* _Provided passage_:
§
"Days" is a song by the Kinks, written by lead singer Ray Davies, released as a single in 1968. It also appeared on an early version of the album The Kinks Are the Village Green Preservation Society (released only in continental Europe and New Zealand).  It now appears as a bonus track of the remastered CD. On the original Pye 7N 17573 label, the name of the song is "Day's" due to a grammatical error.

Release and reception
The song was an important single for Davies and the Kinks, coming in a year of declining commercial fortunes for the band. The song had been intended as an album track but after the relative failure of the previous single "Wonderboy" (which only reached No. 36 in the UK), "Days" was rushed out as a single with an old unreleased track "She's Got Everything" (recorded in February 1966 in the same session as "Dedicated Follower of Fashion") as the B-side.  Billboard praised the single's "groovy rhythm" and "clever lyric." It reached No. 12 on the UK Singles Chart, but failed to chart in the U.S. This did not help future releases, as the next four Kinks singles failed to reach the top 30 (two of them failing to chart altogether) in the UK.
§
* _Given problem A_:
Condense the paragraph of the Kinks passage that begins "The song was an important single" into a bulleted list that keeps its main facts.
* _Given problem B_:
Transcribe the Kinks passage from "Release and reception" to "altogether) in the UK.".
* _Given problem C_:
In the Kinks passage, what is the B-side of the "Days" single?

* _Listing_:
§
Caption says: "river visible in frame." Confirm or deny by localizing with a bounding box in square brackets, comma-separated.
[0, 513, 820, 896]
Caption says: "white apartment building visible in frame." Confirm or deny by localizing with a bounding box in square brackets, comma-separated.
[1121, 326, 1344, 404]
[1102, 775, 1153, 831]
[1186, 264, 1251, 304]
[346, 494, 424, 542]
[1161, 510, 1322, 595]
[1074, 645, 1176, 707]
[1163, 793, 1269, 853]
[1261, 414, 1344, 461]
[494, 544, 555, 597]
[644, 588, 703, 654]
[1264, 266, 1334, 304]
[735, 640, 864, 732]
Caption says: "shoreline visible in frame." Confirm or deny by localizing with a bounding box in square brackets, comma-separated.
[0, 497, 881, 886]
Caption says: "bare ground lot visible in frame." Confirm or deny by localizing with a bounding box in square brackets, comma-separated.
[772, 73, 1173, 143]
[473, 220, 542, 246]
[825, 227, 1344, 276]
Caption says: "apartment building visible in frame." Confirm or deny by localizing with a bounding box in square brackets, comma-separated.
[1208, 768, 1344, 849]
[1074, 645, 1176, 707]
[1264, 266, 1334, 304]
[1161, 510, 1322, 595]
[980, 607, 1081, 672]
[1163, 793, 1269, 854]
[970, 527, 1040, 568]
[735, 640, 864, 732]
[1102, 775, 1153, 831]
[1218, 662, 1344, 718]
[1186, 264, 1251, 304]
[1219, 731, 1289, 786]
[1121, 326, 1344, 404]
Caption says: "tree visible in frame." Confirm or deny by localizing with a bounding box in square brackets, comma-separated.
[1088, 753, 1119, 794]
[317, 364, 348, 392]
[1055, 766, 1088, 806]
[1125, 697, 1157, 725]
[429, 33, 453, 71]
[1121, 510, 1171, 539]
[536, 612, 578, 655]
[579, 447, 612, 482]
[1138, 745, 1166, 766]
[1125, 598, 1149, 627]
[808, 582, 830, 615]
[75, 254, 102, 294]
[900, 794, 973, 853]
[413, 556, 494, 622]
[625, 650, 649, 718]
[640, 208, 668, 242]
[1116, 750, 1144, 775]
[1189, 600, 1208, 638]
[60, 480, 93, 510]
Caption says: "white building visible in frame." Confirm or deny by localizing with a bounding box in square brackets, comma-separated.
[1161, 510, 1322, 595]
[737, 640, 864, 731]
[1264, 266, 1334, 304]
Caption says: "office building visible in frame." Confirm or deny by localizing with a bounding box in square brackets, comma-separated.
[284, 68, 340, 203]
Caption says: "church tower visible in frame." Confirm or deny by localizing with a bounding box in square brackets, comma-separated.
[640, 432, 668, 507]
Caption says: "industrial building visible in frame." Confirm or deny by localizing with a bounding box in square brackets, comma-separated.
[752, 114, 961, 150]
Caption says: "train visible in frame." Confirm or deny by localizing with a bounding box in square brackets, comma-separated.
§
* _Expected answer A_:
- "Days" was an important single for Ray Davies and the Kinks, released in a year of declining commercial fortunes for the band.
- It was meant as an album track but was rushed out as a single after "Wonderboy" reached only No. 36 in the UK.
- The B-side was "She's Got Everything," an old unreleased track recorded in February 1966 in the same session as "Dedicated Follower of Fashion."
- Billboard praised its "groovy rhythm" and "clever lyric."
- It reached No. 12 on the UK Singles Chart but did not chart in the U.S.
- The next four Kinks singles failed to reach the UK top 30, and two of them did not chart at all.

* _Expected answer B_:
Release and reception
The song was an important single for Davies and the Kinks, coming in a year of declining commercial fortunes for the band. The song had been intended as an album track but after the relative failure of the previous single "Wonderboy" (which only reached No. 36 in the UK), "Days" was rushed out as a single with an old unreleased track "She's Got Everything" (recorded in February 1966 in the same session as "Dedicated Follower of Fashion") as the B-side.  Billboard praised the single's "groovy rhythm" and "clever lyric." It reached No. 12 on the UK Singles Chart, but failed to chart in the U.S. This did not help future releases, as the next four Kinks singles failed to reach the top 30 (two of them failing to chart altogether) in the UK.

* _Expected answer C_:
"She's Got Everything"